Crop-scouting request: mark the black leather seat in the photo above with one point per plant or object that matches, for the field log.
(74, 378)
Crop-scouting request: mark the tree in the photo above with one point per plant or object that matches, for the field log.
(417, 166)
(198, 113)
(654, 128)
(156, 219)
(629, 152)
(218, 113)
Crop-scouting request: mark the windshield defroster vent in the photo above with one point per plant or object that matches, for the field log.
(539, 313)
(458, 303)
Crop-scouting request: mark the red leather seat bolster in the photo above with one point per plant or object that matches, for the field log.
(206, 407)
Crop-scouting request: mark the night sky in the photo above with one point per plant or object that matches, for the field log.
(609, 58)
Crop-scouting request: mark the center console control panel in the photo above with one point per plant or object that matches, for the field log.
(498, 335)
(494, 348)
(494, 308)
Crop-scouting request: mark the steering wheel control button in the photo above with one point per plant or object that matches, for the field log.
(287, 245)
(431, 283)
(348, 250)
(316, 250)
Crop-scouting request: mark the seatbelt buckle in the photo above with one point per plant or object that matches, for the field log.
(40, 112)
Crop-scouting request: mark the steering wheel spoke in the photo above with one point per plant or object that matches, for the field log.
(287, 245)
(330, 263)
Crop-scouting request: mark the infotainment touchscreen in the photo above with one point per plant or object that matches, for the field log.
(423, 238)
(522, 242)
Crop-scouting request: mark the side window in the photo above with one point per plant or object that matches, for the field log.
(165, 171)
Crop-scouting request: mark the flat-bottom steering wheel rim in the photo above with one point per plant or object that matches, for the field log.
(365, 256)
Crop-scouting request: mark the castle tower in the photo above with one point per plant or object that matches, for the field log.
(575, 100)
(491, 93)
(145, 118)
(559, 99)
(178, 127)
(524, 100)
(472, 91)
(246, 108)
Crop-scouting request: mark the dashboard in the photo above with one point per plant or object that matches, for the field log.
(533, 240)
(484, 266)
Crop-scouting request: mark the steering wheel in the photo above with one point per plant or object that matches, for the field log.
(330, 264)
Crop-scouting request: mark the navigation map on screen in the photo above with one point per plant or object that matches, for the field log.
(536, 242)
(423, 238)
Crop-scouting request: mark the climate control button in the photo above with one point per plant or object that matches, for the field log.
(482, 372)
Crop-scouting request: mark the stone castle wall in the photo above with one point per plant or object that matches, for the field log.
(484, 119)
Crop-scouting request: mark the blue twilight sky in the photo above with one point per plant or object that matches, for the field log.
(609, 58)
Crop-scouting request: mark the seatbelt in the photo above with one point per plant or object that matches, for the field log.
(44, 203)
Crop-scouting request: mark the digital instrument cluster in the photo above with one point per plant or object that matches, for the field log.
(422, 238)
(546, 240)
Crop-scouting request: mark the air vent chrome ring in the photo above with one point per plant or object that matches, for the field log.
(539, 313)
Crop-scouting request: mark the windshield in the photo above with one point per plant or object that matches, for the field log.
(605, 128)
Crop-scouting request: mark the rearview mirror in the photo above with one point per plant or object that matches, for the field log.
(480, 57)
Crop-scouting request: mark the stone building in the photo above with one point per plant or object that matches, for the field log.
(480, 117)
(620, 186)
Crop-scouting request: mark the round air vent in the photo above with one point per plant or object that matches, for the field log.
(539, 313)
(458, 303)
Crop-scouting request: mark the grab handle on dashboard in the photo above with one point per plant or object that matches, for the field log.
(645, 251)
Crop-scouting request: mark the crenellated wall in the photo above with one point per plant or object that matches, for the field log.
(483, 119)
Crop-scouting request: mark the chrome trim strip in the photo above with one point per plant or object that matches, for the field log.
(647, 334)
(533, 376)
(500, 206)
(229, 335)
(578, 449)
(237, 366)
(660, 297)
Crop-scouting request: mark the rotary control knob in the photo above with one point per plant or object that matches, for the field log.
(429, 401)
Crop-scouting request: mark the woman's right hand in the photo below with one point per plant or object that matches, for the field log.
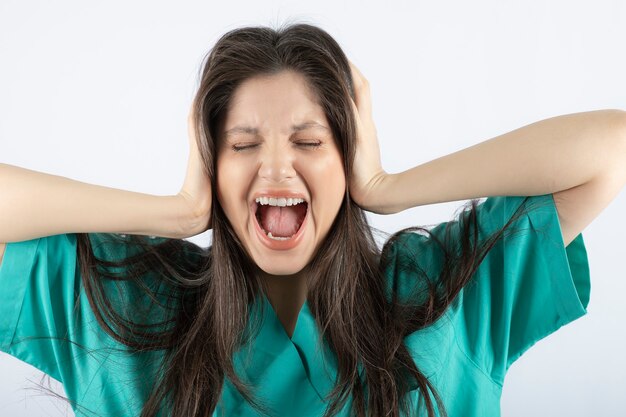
--*--
§ Exercise aim: Exact wording is required throughout: write out all the records, but no pictures.

§ Your solution:
Crop-scouting request: mark the black leather seat in the photo above with one point per plant or object that matches, for the field log.
(74, 378)
Crop-scouting request: mark the tree in the photo above with one point per plant or object that matches, for the field log.
(417, 166)
(198, 113)
(654, 128)
(156, 219)
(629, 152)
(218, 113)
Crop-scouting request: mark the windshield defroster vent in the photo above with one point per plant or object that matches, for the field log.
(539, 313)
(458, 303)
Crop-scouting request: mark the red leather seat bolster in the photo above with one point per plant or object that matches, for the field log.
(206, 407)
Crop-scouting request: mark the night sky in the photo above with one point per plant or object that matches, for the field log.
(609, 58)
Crop-scouting request: mark the center console control panel in the photo above with one point per plant or object that matches, for the field log.
(498, 335)
(494, 348)
(494, 308)
Crop-scouting request: mark the steering wheel control button in the photo above with one point per plant or object that matches, for the field log.
(287, 245)
(431, 283)
(348, 250)
(316, 250)
Crop-scouting request: mark the seatbelt buckle in the photo above with one point per plant or object that matches, for the field log.
(40, 112)
Crop-scouting request: mark the steering wheel spoke in the photo above with one point per plant or object that matches, for the field log.
(287, 245)
(330, 263)
Crop-scouting request: mark the infotainment touchscreen in the photo above with one point per plant or object that matches, for the field log.
(423, 238)
(522, 242)
Crop-scouting request: mark the side window in the photo above with one point per plant or object that matches, for the field log.
(165, 171)
Crop-scouting request: mark the flat-bottom steering wheel rim in the photo above with one point per plant or object that matches, for the field log.
(365, 256)
Crop-scouting request: mark the castle tower in the photo above with one point per plant or object that matches, for the field log.
(575, 100)
(491, 93)
(145, 118)
(559, 99)
(178, 127)
(524, 100)
(472, 91)
(246, 108)
Crop-scouting request: mark the dashboard in the photo above with one point per plant or object that matches, for the field log.
(533, 240)
(484, 266)
Crop-scouting request: mark the steering wheel in the photo above with one point per plant or object that matches, for the field log.
(330, 264)
Crop-scouting request: mark the navigation map on screen in the photo above with one point per plant or object that matches, for the field log.
(536, 242)
(423, 238)
Crop-scouting request: mark the climate control button in the photo above with one point per plant or object that matches, for the field log.
(482, 372)
Crop-scouting request: mark the stone castle wall in the photo above with one point per plant or object that matches, for the field log.
(484, 119)
Crop-scouting request: mark the blue twilight sky in the photo above with one point per plant or object that matches, for the field log.
(609, 58)
Crop-scouting request: mark the seatbelt in the photo above with one point per plant or object that matches, for the field log.
(44, 203)
Crop-scouting request: mark the digital instrument cluster in the photo above with one point per plant or object that matches, for the field log.
(422, 238)
(546, 240)
Crop-scouting request: mark the air vent chrome ring in the photo above with one point per plant or object that matches, for the field log.
(539, 313)
Crop-scouting request: mark the windshield in the photo above with one point per plant or object that matches, for the field log.
(605, 128)
Crop-scouting request: mark the rearview mirror in the photo above with one point per plant or object that matches, for the field log.
(480, 57)
Crop-scouting request: mark the stone building in the photo above with one point per plant or object that matches, for the field log.
(480, 117)
(620, 186)
Crop-scouting request: mark the round air vent in the photo above with one point per plant or object that matches, for the field log.
(539, 313)
(458, 303)
Crop-scouting request: mark the grab handle on dashboard in the photo above with one point per plant or object that matches, for the field log.
(645, 251)
Crop-scouting request: mark the crenellated wall in the photo above with one point per plant or object that matches, for the field log.
(483, 119)
Crop-scouting request: mark the chrome trim strip in the photo above with one point per plant or object that matches, for the field log.
(647, 334)
(533, 376)
(500, 206)
(229, 335)
(578, 449)
(237, 366)
(660, 297)
Crop-scouting request: mark the rotary control knob in the photo above with one point per plant or object that matches, for the field log.
(429, 401)
Crop-scouting request: mark the woman's right hand in the photo below with one point per plant or object that matches, for the field log.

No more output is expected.